◆ ASSIGNMENT
Could you find every line in the records below that contains the word "distant" and copy it?
BEGIN DATA PROVIDED
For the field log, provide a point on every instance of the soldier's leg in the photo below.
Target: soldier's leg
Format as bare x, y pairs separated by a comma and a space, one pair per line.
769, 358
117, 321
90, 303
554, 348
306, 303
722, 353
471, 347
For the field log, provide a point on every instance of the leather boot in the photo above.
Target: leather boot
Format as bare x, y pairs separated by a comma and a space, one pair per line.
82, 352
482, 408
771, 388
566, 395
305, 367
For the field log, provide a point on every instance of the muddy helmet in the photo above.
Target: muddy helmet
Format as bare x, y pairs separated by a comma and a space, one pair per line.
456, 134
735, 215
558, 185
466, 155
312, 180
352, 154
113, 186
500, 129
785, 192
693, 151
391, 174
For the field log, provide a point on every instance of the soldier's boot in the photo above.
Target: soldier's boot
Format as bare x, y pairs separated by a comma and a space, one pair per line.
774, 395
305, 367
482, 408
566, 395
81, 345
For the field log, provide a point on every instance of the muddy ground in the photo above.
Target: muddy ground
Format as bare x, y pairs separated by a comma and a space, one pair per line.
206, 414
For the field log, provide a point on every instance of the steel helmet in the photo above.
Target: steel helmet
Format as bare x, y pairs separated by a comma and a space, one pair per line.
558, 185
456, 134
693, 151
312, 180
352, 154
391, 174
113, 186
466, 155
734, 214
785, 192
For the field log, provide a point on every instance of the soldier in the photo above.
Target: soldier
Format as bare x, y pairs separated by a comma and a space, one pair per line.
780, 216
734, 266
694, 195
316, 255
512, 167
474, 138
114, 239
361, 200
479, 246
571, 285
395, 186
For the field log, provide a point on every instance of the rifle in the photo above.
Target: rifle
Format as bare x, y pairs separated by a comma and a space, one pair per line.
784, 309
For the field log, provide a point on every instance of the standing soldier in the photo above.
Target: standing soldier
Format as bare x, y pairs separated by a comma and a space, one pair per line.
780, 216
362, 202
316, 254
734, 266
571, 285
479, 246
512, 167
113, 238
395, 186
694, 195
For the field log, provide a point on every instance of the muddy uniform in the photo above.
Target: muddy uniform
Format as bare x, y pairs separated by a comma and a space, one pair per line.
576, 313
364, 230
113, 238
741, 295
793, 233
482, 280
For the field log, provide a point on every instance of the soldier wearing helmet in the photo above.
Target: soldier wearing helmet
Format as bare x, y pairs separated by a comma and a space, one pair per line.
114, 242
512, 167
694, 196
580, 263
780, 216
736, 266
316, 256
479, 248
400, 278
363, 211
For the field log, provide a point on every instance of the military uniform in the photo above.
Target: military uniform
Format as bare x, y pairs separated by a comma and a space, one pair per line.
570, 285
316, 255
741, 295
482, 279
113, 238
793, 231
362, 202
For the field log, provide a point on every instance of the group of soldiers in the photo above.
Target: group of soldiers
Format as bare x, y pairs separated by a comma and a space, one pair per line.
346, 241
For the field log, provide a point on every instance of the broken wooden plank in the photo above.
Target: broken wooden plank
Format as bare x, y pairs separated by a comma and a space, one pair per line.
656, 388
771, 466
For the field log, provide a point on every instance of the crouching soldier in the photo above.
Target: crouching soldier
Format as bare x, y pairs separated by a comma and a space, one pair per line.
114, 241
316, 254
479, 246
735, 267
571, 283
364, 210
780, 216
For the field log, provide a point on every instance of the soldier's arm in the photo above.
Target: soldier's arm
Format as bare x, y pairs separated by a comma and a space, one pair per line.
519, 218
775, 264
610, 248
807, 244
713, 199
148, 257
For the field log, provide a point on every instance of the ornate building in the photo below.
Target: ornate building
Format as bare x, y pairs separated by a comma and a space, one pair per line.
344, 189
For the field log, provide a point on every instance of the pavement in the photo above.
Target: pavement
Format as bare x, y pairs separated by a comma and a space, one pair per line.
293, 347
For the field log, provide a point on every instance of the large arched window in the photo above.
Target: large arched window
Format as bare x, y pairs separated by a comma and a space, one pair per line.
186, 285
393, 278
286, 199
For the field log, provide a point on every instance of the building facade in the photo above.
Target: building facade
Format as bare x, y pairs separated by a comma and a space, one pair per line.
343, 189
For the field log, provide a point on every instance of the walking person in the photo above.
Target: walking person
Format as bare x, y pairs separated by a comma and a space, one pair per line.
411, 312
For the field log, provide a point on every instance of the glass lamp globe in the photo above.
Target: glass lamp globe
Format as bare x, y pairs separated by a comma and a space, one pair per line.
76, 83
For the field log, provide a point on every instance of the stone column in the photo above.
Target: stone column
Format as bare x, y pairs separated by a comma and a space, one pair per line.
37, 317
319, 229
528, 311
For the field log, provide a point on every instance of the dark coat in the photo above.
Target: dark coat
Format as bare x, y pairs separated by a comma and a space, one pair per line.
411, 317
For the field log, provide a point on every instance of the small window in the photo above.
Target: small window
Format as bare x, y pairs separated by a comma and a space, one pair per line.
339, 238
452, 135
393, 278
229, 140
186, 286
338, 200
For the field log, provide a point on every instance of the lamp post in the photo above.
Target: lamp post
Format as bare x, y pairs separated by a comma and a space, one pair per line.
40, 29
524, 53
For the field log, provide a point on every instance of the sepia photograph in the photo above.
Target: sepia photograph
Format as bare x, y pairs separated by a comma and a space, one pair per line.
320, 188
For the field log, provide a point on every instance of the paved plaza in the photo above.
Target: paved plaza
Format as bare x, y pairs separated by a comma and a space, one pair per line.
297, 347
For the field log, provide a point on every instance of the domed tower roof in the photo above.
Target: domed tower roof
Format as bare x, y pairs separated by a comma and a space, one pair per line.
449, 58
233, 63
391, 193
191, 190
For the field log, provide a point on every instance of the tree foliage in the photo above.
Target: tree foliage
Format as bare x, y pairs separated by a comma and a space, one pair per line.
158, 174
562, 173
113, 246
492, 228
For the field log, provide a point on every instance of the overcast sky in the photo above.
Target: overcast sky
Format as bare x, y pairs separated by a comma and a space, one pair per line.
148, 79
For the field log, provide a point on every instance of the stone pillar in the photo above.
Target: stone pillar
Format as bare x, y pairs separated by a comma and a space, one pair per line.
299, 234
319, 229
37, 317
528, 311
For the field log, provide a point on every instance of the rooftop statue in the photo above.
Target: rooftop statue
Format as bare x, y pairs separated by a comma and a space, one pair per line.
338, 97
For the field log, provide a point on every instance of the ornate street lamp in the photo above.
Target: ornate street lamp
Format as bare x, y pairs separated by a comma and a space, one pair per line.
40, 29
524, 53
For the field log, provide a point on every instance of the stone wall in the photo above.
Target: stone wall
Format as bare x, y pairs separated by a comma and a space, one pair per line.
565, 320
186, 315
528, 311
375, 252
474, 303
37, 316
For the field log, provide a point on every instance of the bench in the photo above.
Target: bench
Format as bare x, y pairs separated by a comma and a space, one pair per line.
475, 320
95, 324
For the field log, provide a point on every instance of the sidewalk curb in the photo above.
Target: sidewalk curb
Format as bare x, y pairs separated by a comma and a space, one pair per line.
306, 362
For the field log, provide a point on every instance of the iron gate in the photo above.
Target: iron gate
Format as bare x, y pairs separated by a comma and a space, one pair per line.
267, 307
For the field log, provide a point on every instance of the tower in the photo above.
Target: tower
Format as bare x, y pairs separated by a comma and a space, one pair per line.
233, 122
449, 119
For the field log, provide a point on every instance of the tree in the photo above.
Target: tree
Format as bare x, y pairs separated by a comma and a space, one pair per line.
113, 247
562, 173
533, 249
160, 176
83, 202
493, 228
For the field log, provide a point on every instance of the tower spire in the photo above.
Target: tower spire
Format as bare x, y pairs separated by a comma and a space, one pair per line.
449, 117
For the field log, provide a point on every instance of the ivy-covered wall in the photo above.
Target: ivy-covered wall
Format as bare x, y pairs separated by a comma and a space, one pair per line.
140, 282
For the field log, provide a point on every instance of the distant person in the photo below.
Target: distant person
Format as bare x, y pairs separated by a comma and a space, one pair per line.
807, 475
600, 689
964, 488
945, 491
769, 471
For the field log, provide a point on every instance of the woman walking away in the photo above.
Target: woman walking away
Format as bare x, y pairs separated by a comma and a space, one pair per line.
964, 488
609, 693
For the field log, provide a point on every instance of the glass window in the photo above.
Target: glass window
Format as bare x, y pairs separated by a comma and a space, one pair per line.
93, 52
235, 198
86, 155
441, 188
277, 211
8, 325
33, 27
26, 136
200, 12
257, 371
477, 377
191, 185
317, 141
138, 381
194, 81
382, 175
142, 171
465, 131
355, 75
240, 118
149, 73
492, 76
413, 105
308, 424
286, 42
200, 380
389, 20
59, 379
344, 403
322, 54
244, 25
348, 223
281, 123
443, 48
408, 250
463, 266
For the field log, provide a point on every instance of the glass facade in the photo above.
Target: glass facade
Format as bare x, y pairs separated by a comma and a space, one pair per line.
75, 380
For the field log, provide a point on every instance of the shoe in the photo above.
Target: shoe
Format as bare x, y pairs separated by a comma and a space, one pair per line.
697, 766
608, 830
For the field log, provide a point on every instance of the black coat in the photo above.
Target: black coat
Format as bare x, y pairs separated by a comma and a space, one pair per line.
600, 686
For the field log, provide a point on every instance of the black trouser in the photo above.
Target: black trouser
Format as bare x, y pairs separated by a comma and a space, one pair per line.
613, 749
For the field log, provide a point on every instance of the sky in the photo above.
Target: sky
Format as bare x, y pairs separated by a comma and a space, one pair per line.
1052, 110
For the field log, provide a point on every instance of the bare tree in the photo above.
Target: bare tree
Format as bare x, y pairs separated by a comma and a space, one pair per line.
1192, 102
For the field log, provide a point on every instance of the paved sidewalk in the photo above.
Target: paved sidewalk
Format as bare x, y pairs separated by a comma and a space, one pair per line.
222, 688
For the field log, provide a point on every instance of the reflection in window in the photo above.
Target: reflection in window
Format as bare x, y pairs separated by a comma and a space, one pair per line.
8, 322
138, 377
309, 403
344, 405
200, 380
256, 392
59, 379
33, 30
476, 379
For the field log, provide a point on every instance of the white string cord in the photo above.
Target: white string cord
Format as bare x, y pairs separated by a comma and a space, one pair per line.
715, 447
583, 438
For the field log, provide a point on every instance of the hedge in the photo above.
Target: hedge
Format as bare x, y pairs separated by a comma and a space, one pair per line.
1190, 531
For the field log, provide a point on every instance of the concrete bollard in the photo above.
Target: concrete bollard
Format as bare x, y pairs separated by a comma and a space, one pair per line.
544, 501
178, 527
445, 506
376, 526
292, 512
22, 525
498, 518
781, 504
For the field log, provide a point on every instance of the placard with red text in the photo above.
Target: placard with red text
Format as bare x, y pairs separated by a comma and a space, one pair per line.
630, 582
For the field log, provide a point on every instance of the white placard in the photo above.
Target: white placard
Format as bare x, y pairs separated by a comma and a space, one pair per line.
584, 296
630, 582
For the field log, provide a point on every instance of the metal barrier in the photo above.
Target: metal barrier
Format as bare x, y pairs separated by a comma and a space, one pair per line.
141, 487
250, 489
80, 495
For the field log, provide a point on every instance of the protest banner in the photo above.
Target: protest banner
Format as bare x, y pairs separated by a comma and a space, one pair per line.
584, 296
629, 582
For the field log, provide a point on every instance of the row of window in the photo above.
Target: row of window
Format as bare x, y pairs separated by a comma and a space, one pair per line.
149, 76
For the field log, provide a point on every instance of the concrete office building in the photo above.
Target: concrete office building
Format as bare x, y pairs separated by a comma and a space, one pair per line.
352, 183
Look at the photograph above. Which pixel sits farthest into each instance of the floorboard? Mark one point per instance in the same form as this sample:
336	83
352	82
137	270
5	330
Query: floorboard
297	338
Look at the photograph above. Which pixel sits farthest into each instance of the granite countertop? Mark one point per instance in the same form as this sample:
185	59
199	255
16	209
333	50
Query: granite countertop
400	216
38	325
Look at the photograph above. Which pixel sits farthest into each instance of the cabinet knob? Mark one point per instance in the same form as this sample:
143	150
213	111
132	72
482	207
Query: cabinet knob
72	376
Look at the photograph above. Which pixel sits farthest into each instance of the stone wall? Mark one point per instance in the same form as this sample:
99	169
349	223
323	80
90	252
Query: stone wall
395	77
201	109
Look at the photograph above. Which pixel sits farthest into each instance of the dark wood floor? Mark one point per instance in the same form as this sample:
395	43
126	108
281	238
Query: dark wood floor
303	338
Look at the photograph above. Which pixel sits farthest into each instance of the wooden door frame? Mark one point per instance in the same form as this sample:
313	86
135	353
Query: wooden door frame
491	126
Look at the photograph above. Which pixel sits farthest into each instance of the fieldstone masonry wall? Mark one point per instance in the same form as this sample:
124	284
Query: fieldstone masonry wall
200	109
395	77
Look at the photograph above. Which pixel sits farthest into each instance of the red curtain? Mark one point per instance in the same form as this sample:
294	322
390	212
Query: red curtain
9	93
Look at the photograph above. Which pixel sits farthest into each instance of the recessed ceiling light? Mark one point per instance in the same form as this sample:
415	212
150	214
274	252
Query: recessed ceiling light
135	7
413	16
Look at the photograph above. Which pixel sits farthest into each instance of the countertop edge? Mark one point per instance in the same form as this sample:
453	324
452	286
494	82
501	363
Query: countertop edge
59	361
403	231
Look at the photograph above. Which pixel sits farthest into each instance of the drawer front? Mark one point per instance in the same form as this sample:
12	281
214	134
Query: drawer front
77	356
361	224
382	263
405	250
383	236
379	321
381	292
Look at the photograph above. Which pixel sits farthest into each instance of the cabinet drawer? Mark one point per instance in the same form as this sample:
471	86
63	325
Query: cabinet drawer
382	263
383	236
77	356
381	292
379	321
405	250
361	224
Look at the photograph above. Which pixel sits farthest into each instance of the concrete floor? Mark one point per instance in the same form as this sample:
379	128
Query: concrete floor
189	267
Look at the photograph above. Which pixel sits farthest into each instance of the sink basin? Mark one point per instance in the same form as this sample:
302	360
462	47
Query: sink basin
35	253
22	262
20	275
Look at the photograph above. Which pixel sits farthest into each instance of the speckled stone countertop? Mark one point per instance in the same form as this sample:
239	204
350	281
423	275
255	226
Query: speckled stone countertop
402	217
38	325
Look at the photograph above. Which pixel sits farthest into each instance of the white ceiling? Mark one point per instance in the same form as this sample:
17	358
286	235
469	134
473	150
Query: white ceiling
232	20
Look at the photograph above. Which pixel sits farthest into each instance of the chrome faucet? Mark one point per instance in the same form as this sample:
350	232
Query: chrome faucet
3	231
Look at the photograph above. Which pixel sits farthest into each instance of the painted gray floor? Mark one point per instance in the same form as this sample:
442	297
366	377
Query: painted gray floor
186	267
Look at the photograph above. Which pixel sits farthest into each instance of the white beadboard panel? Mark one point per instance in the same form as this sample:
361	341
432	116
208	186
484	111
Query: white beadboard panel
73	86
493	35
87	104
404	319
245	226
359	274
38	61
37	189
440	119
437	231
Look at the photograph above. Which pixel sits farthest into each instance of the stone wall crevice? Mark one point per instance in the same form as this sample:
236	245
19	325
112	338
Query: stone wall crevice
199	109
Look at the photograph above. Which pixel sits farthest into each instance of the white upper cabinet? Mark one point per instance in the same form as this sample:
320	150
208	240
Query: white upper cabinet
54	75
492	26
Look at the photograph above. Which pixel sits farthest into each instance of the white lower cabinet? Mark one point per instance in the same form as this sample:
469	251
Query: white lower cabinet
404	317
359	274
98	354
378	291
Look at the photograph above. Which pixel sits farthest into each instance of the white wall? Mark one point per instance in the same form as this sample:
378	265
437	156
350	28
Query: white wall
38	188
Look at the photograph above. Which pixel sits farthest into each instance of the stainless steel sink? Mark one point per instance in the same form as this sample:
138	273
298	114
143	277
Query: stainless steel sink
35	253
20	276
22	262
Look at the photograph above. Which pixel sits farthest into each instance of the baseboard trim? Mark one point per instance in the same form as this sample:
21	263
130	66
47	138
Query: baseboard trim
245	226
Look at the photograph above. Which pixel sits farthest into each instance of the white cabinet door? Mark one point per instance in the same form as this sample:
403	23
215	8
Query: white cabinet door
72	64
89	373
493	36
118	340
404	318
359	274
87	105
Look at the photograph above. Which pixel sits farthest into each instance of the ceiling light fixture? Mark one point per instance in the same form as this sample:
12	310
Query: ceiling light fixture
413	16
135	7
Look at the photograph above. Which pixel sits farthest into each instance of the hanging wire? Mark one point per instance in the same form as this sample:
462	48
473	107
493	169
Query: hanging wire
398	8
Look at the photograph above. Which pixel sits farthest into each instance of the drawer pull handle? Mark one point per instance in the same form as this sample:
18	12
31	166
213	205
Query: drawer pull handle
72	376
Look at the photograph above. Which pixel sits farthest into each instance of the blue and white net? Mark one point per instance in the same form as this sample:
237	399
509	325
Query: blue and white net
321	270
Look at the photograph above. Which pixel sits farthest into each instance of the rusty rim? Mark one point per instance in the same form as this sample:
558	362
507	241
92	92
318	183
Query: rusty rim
END DATA PROVIDED
◆ RESPONSE BELOW
For the field log, provide a point on every instance of the distant person in the photo below.
Target: distant person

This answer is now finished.